» AUFGABENSTELLUNG
Bestimme die Anzahl der Zeilen in den folgenden Daten, die die Zeichenfolge „tree“ enthalten. Nenne nur die Zahl.

» ÜBUNGSDATEN
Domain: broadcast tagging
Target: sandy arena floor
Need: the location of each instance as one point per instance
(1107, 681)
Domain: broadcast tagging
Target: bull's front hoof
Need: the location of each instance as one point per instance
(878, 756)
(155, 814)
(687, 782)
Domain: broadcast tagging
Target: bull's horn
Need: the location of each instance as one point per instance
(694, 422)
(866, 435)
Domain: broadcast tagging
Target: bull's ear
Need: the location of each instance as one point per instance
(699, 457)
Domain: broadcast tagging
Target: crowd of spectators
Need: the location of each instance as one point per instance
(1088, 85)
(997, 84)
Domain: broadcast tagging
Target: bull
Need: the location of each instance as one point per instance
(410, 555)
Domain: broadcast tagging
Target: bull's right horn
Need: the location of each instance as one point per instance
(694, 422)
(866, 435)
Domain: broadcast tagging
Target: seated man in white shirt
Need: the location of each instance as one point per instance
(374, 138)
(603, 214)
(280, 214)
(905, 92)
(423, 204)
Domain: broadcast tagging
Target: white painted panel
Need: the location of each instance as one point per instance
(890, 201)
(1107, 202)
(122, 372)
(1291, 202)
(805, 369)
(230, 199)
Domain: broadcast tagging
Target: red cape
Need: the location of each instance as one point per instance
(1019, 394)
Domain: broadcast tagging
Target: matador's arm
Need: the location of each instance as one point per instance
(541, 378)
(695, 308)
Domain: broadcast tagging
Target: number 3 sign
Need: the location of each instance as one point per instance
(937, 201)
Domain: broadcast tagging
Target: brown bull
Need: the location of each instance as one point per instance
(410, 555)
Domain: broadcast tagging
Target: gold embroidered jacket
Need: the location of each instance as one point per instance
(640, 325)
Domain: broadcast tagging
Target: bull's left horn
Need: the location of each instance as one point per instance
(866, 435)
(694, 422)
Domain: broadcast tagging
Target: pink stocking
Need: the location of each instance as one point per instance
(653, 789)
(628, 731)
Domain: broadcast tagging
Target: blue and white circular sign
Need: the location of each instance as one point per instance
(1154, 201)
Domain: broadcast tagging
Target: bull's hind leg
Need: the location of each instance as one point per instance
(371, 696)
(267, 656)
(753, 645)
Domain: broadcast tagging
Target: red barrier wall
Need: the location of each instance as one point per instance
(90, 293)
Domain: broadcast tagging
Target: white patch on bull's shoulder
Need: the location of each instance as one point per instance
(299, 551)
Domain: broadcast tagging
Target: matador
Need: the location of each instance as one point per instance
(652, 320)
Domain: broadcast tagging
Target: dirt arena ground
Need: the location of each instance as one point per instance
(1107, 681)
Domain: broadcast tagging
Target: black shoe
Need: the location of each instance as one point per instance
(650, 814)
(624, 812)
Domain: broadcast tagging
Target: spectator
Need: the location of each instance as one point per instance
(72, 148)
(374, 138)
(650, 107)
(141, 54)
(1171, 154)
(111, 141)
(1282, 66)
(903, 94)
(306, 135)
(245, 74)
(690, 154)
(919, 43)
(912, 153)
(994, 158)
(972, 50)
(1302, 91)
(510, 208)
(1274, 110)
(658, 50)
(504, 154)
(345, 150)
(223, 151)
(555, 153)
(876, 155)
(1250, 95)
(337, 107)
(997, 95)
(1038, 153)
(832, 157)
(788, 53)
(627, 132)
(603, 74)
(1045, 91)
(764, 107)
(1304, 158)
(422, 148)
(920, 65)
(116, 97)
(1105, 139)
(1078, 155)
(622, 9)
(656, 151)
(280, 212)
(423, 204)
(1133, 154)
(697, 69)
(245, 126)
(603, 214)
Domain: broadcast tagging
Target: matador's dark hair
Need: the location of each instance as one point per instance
...
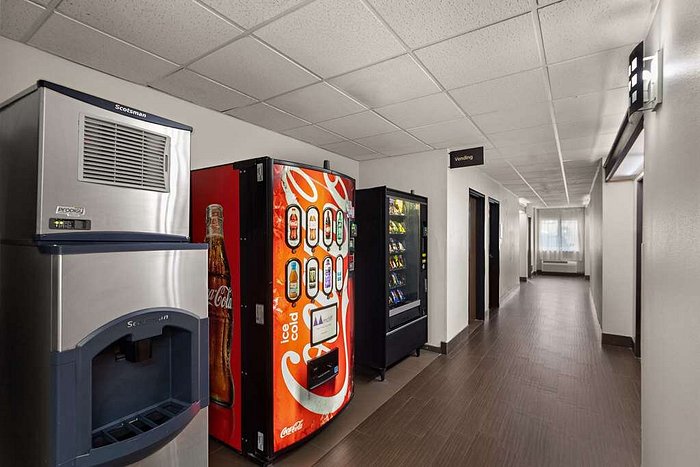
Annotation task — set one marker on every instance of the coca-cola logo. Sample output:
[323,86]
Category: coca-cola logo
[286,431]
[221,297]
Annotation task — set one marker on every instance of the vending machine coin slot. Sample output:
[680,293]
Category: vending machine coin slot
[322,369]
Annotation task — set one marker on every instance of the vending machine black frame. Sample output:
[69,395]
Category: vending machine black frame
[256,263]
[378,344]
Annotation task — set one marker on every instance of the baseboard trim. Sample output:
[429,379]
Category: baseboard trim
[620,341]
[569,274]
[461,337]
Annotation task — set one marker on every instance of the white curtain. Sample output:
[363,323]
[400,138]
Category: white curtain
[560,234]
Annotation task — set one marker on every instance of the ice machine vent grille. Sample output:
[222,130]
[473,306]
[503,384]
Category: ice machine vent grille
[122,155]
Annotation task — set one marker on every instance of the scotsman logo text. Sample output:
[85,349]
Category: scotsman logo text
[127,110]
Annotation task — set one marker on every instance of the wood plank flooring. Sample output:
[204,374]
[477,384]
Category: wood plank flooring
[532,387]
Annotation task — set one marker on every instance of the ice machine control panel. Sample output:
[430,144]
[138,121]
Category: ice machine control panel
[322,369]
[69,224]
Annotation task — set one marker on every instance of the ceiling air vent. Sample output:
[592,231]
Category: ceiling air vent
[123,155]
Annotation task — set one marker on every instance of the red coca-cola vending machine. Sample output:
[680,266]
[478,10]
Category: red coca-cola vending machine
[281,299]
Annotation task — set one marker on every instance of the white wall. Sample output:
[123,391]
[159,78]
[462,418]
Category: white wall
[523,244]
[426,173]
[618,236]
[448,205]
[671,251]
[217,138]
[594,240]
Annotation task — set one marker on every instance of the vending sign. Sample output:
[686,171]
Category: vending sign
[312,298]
==
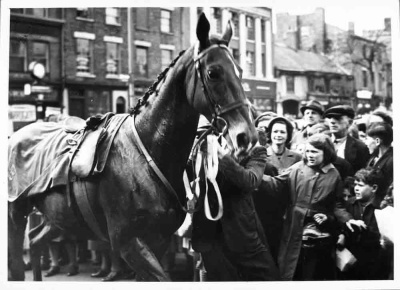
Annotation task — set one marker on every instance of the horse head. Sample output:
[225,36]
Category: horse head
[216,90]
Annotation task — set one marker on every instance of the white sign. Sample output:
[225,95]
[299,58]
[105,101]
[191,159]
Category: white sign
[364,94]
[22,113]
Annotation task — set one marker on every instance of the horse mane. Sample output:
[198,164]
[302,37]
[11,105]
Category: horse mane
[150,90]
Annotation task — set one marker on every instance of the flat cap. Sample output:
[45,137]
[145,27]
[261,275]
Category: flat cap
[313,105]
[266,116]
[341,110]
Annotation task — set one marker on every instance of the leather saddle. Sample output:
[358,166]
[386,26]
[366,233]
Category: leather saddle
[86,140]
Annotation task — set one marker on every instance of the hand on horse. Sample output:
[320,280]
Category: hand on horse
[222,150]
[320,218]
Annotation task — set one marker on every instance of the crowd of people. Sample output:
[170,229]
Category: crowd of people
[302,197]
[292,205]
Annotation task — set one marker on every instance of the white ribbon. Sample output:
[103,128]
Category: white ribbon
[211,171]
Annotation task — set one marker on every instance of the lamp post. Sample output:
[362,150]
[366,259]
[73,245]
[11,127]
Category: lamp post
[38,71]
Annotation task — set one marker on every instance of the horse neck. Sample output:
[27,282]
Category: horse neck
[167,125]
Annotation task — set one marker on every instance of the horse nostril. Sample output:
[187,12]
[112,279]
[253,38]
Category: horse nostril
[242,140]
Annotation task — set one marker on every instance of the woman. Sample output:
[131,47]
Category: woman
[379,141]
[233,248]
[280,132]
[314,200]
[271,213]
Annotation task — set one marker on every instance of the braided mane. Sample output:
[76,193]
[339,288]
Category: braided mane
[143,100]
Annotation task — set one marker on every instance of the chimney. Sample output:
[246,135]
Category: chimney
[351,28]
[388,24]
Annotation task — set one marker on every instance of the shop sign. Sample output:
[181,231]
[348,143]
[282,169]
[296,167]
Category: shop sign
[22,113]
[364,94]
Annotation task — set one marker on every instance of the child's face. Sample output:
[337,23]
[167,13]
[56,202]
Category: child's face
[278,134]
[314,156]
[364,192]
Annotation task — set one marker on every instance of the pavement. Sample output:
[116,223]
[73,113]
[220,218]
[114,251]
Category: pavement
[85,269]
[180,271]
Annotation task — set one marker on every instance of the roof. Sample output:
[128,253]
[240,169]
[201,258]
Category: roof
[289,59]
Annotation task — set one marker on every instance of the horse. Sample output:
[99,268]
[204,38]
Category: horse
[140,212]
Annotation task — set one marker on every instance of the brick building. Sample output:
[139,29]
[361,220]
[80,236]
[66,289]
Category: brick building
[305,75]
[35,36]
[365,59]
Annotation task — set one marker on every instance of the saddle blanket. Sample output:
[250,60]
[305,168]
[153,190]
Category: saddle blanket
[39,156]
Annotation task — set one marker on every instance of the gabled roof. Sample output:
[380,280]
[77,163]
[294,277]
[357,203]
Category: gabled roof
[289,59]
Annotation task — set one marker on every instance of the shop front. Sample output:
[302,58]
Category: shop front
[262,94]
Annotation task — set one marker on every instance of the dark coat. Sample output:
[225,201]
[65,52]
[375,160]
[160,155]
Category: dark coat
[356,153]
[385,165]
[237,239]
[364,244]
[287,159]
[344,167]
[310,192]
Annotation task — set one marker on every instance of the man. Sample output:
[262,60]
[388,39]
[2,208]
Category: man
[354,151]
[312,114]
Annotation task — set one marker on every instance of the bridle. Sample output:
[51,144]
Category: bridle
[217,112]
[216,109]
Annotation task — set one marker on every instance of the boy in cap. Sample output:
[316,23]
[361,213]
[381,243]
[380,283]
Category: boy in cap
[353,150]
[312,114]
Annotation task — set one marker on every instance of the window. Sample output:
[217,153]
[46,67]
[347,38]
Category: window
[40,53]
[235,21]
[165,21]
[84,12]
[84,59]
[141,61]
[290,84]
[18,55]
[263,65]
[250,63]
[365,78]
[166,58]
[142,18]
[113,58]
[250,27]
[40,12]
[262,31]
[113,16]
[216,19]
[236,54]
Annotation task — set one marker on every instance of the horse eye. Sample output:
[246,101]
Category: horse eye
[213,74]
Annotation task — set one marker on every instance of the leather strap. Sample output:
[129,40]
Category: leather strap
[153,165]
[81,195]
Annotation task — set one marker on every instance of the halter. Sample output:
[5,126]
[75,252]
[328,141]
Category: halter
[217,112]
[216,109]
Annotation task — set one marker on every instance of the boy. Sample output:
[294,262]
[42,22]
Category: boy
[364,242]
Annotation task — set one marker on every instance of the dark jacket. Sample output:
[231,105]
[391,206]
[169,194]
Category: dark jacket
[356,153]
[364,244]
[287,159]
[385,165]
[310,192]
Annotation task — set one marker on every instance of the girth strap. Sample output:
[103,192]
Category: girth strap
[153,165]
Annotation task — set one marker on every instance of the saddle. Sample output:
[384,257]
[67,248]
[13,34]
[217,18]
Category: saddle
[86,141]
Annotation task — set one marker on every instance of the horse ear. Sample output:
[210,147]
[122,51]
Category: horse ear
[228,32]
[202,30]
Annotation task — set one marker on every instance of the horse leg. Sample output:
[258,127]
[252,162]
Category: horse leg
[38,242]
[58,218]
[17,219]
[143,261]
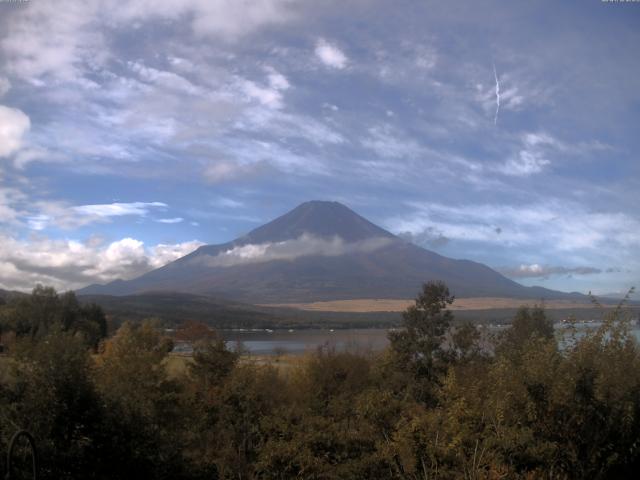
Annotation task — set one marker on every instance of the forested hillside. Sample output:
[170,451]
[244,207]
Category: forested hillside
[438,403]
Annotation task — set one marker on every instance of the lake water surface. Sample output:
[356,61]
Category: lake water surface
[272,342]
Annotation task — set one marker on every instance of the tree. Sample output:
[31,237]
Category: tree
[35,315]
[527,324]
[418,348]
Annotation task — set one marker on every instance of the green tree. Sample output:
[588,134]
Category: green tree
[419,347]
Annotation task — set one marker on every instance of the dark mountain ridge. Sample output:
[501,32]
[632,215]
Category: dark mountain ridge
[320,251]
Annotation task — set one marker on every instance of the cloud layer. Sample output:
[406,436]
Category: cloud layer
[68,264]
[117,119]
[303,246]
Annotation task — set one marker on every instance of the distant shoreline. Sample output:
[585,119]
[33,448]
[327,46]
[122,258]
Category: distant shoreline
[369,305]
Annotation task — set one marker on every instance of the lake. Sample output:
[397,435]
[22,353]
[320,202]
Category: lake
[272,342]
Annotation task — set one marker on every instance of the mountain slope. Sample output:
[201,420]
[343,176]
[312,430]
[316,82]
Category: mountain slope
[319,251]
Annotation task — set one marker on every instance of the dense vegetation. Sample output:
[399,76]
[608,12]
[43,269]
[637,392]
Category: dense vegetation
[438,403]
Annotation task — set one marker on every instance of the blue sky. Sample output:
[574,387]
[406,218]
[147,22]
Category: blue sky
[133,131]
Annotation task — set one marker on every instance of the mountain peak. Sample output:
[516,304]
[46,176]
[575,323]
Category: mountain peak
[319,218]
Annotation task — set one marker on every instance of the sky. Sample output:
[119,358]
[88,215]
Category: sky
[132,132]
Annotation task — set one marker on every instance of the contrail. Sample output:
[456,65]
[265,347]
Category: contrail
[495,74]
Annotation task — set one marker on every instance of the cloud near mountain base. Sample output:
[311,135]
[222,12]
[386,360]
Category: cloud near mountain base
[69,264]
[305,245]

» RICHTIGE ANTWORT
4